_EXERCISE BRIEF_.
Continue the SCIENCE FRIDAY transcript on communicating science, starting right after its last line.
##### EXTRACT PROVIDED
FLATOW: I got a quick question in, Burke(ph) from Orlando here. Welcome to SCIENCE FRIDAY. Burke, are you there?

BURKE (Caller): Hi.

FLATOW: Hi. Quickly, please.

BURKE: I just had a quick question. Like, if my grandmother goes to a Web site and she sees some information about some new amazing pharmaceutical item and it's, you know, hyped up as, you know, the best thing ever, it's a little bit concerning that she'll go to this site, it'll be a blog. It won't be - you know, it will be like this is - you know, it will be displaying all of this amazing information about this product, yet there's nobody backing it up. There's no company actually associated with that blogger telling, you know, all these amazing things about this product. And she has no real idea, you know, whether or not it's good or not but it's like a regular person saying, hey, go try it.

FLATOW: Yeah.

BURKE: Is there anything to protect people like her from - to identify who is the source providing the money to pay for this blogger to...

Mr. RAEBURN: I'm actually an expert on this because I get this from my parents all the time too. And, you know, so what I do - I'll tell you what I do. I look at four or five Web sites knocking down or - supporting or knocking down whatever it is they've emailed me to ask about and I send those back and let them take a look. Again, it's I think, it's that idea that with this new stuff, you have to look at a lot of places to kind of get a sense of what's going on. The other point I was going to make about communicating some of these things is that there's actually something nice about the new media, which is that you now can see the blatantly biased sources in all their naked beauty.

So in other words, if you're interested in nuclear power, one of the things you can do is to try to look for neutral sites that will give you the pros and cons and all the things. You can also now look at the nuclear industry site and you can look at the sites of the anti-nuclear critics and weigh those things in too.

You know, it wasn't so long ago that the only people who got to see press releases for the nuclear industry were us. It was secret stuff. It was part of the fun of being a reporter. We got to see all the secret stuff that we would write about and nobody else saw it. Now everybody can see everybody's press releases. So it's also a good idea to look at the really biased sources.

FLATOW: We have to take a break. We have to say goodbye to Jane Stevens. Thank you, Jane, who's director of the media strategies for The World Company, that's the parent company of Lawrence Journal-World and 6News. Thank you, Jane. We'll see you again.

Ms. JANE: Thank you for having me, Ira.

FLATOW: We're going to take a break. We'll come right back. Stay with us.

(Soundbite of music)

FLATOW: You're listening to SCIENCE FRIDAY from NPR. I'm Ira Flatow.

We're out here in San Diego at the meeting of the American Association for the Advancement of Science, talking about communicating science with Deborah Blum, Paul Raeburn, Stephen Schneider. And joining us now to talk about a project to get more science and scientists into the movies and on television is my next guest, Jennifer Ouellette. She is director of the Science and Entertainment Exchange, and that's a program of the National Academy of Sciences and she's here in San Diego. Thanks for being with us today.
##########
##### EXCERPTED DATA
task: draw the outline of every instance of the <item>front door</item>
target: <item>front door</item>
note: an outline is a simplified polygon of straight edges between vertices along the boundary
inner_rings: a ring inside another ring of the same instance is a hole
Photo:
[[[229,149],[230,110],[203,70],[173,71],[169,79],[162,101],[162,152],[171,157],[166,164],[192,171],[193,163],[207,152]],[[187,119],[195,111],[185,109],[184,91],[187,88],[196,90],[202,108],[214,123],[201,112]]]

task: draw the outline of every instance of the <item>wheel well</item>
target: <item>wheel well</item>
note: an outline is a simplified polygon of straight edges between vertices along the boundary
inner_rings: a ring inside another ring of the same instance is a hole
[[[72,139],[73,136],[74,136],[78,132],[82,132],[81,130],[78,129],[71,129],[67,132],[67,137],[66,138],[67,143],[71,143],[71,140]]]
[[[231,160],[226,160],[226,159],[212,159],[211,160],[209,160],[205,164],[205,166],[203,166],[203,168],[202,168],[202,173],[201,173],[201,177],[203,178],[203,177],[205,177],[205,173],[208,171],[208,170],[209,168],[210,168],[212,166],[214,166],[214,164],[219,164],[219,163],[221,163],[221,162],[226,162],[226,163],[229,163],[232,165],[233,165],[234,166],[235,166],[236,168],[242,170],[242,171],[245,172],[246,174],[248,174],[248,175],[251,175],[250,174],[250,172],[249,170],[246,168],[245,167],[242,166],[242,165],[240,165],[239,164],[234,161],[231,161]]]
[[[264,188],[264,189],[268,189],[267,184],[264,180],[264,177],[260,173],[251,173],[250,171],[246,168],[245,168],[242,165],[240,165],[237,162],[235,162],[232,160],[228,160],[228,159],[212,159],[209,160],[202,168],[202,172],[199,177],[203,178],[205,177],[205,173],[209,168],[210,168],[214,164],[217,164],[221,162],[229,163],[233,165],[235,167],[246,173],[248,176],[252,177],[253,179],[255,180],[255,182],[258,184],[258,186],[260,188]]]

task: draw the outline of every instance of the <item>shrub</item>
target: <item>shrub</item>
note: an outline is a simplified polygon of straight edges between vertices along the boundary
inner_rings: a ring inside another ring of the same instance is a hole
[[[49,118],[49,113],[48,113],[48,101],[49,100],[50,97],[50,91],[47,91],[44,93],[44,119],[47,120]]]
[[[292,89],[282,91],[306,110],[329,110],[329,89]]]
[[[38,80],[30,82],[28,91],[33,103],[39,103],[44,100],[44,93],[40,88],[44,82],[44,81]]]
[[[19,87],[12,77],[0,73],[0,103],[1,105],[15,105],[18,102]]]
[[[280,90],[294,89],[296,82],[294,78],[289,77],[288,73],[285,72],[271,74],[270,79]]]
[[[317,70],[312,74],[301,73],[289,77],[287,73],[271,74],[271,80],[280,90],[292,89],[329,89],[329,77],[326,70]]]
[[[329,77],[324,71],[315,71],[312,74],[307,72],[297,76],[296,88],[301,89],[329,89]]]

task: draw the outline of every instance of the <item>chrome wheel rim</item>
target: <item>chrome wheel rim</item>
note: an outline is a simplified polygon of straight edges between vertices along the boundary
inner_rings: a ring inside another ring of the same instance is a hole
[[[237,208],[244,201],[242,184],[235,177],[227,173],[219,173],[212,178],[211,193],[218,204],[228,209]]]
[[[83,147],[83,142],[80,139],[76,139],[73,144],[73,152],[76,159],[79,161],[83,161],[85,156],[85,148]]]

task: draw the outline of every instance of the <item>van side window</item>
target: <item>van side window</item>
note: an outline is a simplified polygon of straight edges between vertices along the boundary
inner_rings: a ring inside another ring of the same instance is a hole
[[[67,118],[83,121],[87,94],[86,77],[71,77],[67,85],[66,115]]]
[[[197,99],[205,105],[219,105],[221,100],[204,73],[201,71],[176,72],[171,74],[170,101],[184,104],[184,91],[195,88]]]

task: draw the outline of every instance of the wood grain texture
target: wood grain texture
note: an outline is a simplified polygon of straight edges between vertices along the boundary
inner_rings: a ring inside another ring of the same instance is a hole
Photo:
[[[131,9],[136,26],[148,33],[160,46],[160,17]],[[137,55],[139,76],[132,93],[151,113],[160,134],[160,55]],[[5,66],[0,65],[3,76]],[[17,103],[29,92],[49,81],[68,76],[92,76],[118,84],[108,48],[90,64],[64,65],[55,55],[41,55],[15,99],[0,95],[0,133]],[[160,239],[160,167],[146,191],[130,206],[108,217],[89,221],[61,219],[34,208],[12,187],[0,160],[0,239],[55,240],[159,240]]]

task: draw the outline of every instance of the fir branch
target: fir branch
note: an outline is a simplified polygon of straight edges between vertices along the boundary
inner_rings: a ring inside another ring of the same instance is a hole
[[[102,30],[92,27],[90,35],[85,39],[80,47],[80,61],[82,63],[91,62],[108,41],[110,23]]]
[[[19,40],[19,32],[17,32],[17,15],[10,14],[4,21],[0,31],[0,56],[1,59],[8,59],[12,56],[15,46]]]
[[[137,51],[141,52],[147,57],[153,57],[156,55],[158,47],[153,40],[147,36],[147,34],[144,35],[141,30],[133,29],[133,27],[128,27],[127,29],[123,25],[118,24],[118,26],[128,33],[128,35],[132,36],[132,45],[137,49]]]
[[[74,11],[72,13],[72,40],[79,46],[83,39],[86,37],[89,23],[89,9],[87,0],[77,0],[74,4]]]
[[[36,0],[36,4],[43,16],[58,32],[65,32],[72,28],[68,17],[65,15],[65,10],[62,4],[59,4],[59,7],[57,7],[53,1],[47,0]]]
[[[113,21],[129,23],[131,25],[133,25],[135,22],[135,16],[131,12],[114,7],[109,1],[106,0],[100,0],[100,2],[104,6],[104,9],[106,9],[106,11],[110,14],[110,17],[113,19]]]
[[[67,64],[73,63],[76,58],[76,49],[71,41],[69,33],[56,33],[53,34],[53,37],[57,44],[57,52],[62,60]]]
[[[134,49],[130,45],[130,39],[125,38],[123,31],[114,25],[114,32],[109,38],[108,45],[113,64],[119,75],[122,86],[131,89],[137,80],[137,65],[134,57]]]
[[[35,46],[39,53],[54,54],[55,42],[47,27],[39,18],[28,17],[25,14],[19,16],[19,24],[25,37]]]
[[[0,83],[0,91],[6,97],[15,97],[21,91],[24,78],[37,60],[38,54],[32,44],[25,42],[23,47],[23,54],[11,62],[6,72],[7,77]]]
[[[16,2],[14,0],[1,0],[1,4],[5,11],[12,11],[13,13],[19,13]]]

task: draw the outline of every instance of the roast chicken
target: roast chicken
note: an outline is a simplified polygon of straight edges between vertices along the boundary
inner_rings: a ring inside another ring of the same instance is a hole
##########
_TASK RESPONSE_.
Ms. JENNIFER OUELLETTE (Director, Science and Entertainment Exchange): Oh, thanks for having me.

FLATOW: And so if do I read this correctly, this is how scientists do what? How are you going to help scientists?

Ms. OUELLETTE: Well, we actually recognize the power of Hollywood to inspire people, to inspire imaginations. When I was working as a journalist, I always would talk to scientists about what made them want to become a scientist. And invariably it would be a book they read, a movie they saw, or someone they met, but in general it was this entertainment industry.

It has the power to reach people with a very strong, inspiring message and it can get across very broad, general messages about, you know, the good or bad of science. And so this is a way of doing that by essentially finding a way to get entertainment people and scientists in a room together and talking.

FLATOW: So they pitch ideas to each other? Or if someone, let's say, is out there writing a screenplay about string theory, they can come to you and call your office to get help from a scientist or something like that?

Ms. OUELLETTE: Yes. We will match them up with a string theorist. And believe me, we've gotten those questions. We've had requests for laser scientists, for neuroscientists, for an expert on the star-nosed mole, believe it or not. And that's part of what we do, definitely. We want to get these people in a room together. And one of the things that we do particularly on film, because you have some lead time there, we did this for "Tron Legacy," we did it for director Ridley Scott on a project that he was working on and a couple of others.

We basically they bring in the producer, the director, a couple of writers and we bring in three or four scientists, and they sit there and they brainstorm for an hour, usually about either - a couple of key plot points that really rely on science. And you get the creativity of both sides and it's wonderful.

FLATOW: How do you view "The Big Bang Theory"...

Ms. OUELLETTE: Ah, that...

FLATOW: ...which has a lot of science in it, you know? And...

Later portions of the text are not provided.